▶ EXTRACT PROVIDED
————

One of mankind’s most simple and playful creations could help sniff out one of its most complex and deadly, a new study shows. A team of researchers from the University of Texas in the US and Xi’an Jiaotong University in China has successfully detected and differentiated nerve agent mimics using an imaging device built of humble pieces of Lego.
Geographically and chronologically, little separates colourful plastic bricks from deadly chemicals formulated to asphyxiate. In 1934, in Denmark, a carpenter named Ole Kirk Kristiansen was established a toy workshop, naming it Lego (from leg godt, the Danish for ‘play well’). The company’s initial trade was in wooden ducks and blocks, but by 1958, the trademark binding bricks were patented, soon to take over the world of children’s play.
While Kristiansen was building his business, across the border in Germany a chemist named Gerhard Schrader was setting out to develop cheaper insecticides. Instead, however, he stumbled upon a formula so toxic he was hospitalised for weeks by exposure to trace amounts. An alarmed Schrader passed on his formula to the Wehrmacht, the German armed forces.
The military brass saw great death-dealing potential in the lethal substance, named ‘tabun’, and set about constructing a plant for its manufacture.
Soon, however, Schrader arrived at a poison deadlier still, an agent that would come to be known as sarin. Schrader’s discovery was never deployed in World War II, but has since been used to devastating effect in various attacks in the Middle East, and famously in the 1995 Tokyo Metro attack.
Tabun and sarin were later classified as the first two agents of the G-series of nerve agent, so named for their German origins. The second family is the V-series – the ‘V’ variously stands for ‘venomous’, or ‘viscous’ – and has been developed by, among others, the British, Russian and Chinese. V-series substances are particularly deadly because, unlike the G-series, they do not degrade easily and are difficult to wash away.
Both classes of nerve agent target enzymes that control the nervous system and can cause death in minutes or even seconds. Complicating matters, each requires different decontamination protocols and, as such, differentiating between them is as crucial as detecting their very presence. Failure to do so can have profound consequences, particularly given the ever-present loomng threat of terrorist attacks.

————

▶ DATA FOR REVIEW
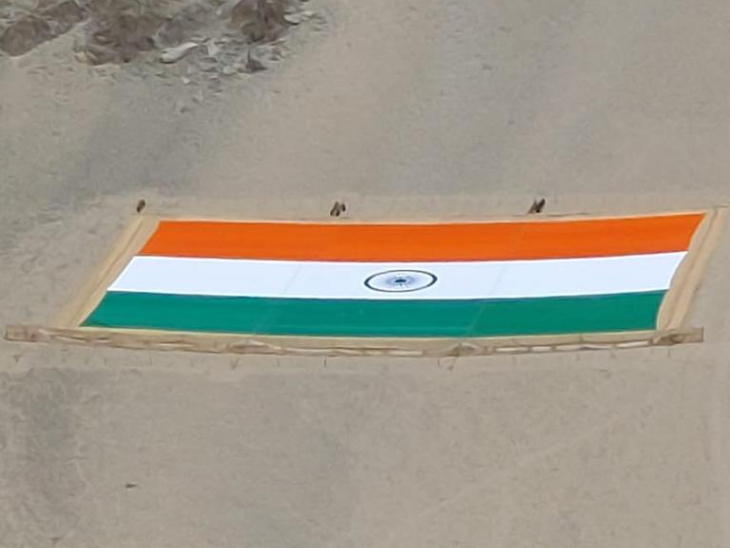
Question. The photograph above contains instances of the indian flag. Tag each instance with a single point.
(486, 279)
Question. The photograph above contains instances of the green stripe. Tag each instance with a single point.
(378, 318)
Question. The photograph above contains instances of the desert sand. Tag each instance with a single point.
(413, 109)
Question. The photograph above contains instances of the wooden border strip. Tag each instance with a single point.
(677, 301)
(317, 346)
(131, 240)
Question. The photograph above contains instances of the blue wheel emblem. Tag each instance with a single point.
(400, 281)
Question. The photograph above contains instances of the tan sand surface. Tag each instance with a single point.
(405, 109)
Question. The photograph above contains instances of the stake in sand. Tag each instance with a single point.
(397, 286)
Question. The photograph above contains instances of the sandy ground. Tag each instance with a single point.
(407, 109)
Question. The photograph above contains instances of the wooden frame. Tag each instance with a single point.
(66, 328)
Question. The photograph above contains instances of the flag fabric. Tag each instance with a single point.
(400, 280)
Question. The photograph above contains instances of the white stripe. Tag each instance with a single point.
(455, 280)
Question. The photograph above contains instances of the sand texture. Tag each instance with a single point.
(410, 109)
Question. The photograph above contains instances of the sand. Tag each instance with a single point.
(404, 110)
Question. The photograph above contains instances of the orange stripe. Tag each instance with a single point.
(424, 242)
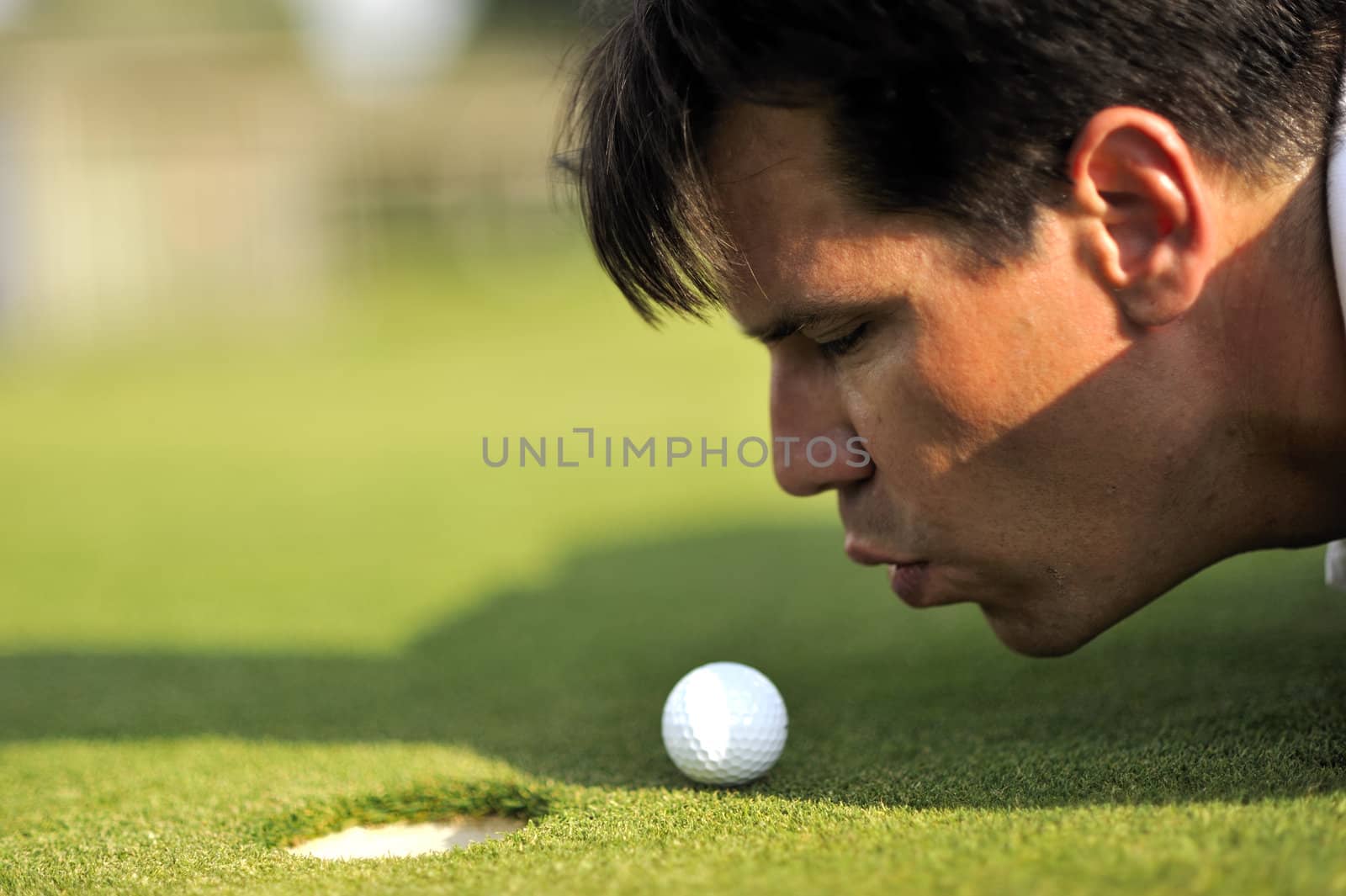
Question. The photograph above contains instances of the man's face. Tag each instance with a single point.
(1026, 440)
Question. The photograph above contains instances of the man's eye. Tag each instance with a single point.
(843, 345)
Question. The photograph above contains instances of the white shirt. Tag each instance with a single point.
(1337, 226)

————

▶ WHAT YOU NEED TO DO
A. Copy the Lego and nerve agent article above word for word, everything from "While Kristiansen was" down to "Tokyo Metro attack.".
B. Write the next part of the article on Lego and nerve agent detection, picking up after its final sentence.

▶ SOLVED PROBLEMS
A.
While Kristiansen was building his business, across the border in Germany a chemist named Gerhard Schrader was setting out to develop cheaper insecticides. Instead, however, he stumbled upon a formula so toxic he was hospitalised for weeks by exposure to trace amounts. An alarmed Schrader passed on his formula to the Wehrmacht, the German armed forces.
The military brass saw great death-dealing potential in the lethal substance, named ‘tabun’, and set about constructing a plant for its manufacture.
Soon, however, Schrader arrived at a poison deadlier still, an agent that would come to be known as sarin. Schrader’s discovery was never deployed in World War II, but has since been used to devastating effect in various attacks in the Middle East, and famously in the 1995 Tokyo Metro attack.

B.
Unfortunately, the latest study, published in the journal ACS Central Science, found “few strategies have been reported for the detection of nerve agents demonstrating high sensitivity and quantitative accuracy, and with the ability to discriminate between the V- and G-agents, as well as an ease of operation that makes the entire analysis field deployable”.
The researchers, led by Texans Edward Marcotte and Eric, thus identified the need for a simple, compact device which can be cheaply assembled from common household items and speedily deployed. To meet this brief, they turned to Lego and a smartphone, constructing a dark-box from the former and using the latter as a camera.
“Admittedly, we could have used a 3D-printer to generate the box,” Marcotte explains, “however, Lego is a far easier medium from which to construct such a device.
“First, one does not need to generate a CAD file each time a new design is needed, and Lego can be reconfigured rapidly and on-the-go to suit the design needs of the user. Lastly, Lego can be disassembled into pieces easily housed in a portable bag.”
With the dark-box constructed, the researchers treated the nerve agent mimics – one, a fluorophosphate mimic of a G-series agent and the other a thiophosphate mimic of a V-series agent – to release fluoride and thiols respectively.
The resulting chemicals were then used to trigger a self-propagating cascade of reactions that amplify an optical signal resulting from a by-product of the decomposition of the agents.
The colour and intensity of emissions from the mixtures change relative to the amount of chemical weapon present, and these changes can be easily captured with simple technology and co-operative lighting.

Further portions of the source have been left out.